## Task brief
Type out the full set of entries again, unchanged.

Data extracted from a collection:
_____
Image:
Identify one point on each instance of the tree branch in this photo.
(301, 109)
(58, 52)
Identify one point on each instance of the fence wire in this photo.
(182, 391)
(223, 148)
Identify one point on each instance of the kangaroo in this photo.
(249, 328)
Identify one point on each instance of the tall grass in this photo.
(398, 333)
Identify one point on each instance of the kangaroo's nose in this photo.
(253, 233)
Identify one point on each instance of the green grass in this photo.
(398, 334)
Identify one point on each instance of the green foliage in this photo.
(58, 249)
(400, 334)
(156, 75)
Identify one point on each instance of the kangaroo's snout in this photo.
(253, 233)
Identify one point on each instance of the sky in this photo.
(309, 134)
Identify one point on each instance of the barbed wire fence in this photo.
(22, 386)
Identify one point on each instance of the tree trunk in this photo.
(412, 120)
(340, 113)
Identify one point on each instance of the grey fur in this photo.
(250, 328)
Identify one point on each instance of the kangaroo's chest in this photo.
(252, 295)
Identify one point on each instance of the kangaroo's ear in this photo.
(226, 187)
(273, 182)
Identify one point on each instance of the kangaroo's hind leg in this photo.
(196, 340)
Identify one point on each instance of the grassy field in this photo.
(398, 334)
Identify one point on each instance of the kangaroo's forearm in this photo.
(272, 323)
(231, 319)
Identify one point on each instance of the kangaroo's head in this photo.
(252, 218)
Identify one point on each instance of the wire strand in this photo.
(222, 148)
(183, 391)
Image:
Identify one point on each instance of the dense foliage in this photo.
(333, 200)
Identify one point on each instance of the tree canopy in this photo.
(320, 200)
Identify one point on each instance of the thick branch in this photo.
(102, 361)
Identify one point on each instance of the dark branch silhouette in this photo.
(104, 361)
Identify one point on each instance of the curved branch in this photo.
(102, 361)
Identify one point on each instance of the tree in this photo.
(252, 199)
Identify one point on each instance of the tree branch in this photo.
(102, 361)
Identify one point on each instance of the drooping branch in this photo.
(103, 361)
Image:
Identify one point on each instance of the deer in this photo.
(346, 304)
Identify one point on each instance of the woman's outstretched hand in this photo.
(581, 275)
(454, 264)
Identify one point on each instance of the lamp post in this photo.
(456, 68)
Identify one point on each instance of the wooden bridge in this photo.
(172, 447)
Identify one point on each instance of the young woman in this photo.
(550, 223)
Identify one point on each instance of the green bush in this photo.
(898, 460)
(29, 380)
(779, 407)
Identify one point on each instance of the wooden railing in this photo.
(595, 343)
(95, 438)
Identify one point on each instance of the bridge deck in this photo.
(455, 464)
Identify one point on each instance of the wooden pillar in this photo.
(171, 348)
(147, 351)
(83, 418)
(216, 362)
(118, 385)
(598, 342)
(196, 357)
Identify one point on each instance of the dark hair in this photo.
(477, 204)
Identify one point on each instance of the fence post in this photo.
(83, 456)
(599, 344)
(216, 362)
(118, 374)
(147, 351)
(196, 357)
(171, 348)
_____
## Response to the task
Image:
Identify one point on each instance of the tree branch in this photo.
(301, 109)
(58, 52)
Identify one point on each instance of the fence wire in this photo.
(182, 391)
(223, 148)
Identify one point on each instance of the kangaroo in this photo.
(249, 328)
Identify one point on each instance of the tall grass in this photo.
(398, 333)
Identify one point on each instance of the kangaroo's nose in this photo.
(253, 233)
Identify one point on each instance of the green grass in this photo.
(398, 334)
Identify one point on each instance of the green foliage in this photo.
(58, 249)
(400, 334)
(156, 75)
Identify one point on each instance of the kangaroo's snout in this photo.
(253, 233)
Identify one point on each instance of the sky in this photo.
(309, 134)
Identify one point on each instance of the barbed wire fence in this photo.
(22, 386)
Identify one point on each instance of the tree trunk in this photo.
(412, 120)
(340, 113)
Identify one point on each instance of the grey fur in this photo.
(250, 328)
Identify one point on each instance of the kangaroo's chest in this photo.
(252, 295)
Identify one point on each instance of the kangaroo's ear in this photo.
(226, 187)
(273, 182)
Identify one point on each instance of the kangaroo's hind leg in this photo.
(196, 340)
Identify one point on each instance of the grassy field in this photo.
(398, 334)
Identify one point on each instance of the kangaroo's forearm in this photo.
(272, 323)
(231, 319)
Identify one point on each instance of the kangaroo's head in this photo.
(252, 218)
Identify one point on each instance of the wire strand in this photo.
(222, 148)
(183, 391)
Image:
Identify one point on each instance of the dense foliage in this photo.
(333, 200)
Identify one point on each instance of the tree canopy in this photo.
(320, 200)
Identify one point on each instance of the thick branch in this photo.
(102, 361)
Identify one point on each instance of the dark branch silhouette in this photo.
(104, 361)
Identify one point on each instance of the curved branch in this photo.
(102, 361)
Identify one point on each instance of the tree in this photo.
(252, 199)
Identify one point on each instance of the tree branch in this photo.
(102, 361)
Identify one point on each instance of the drooping branch in this photo.
(103, 361)
Image:
Identify one point on each instance of the deer in this photo.
(346, 304)
Identify one point on each instance of the woman's outstretched hand in this photo.
(581, 275)
(454, 264)
Identify one point on each instance of the lamp post in this photo.
(456, 68)
Identify one point on each instance of the wooden bridge in this photo.
(172, 447)
Identify one point on each instance of the young woman in this photo.
(550, 223)
Identify one point on each instance of the green bush in this photo.
(898, 460)
(29, 380)
(779, 407)
Identify one point on each instance of the wooden railing in this photo.
(595, 343)
(95, 438)
Identify one point on each instance of the bridge deck in this photo.
(455, 464)
Identify one point on each instance of the wooden pillar in this photo.
(171, 348)
(147, 351)
(83, 418)
(216, 362)
(118, 385)
(598, 342)
(196, 357)
Identify one point on each instance of the dark hair in this photo.
(477, 204)
Identify one point on each instance of the fence post in this photo.
(83, 456)
(599, 344)
(216, 362)
(118, 374)
(147, 351)
(196, 357)
(171, 348)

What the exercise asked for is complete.